**INSTRUCTION**. Copy out the listing below, putting "marker" wherever "dot" appears and leaving everything else as it is.

**EXERCISE INPUTS**.
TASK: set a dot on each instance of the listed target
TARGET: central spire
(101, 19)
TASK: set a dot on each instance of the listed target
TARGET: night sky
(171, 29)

**EXERCISE SOLUTION**.
TASK: set a marker on each instance of the listed target
TARGET: central spire
(101, 19)
TASK: set a marker on each instance of the listed target
TARGET: night sky
(171, 29)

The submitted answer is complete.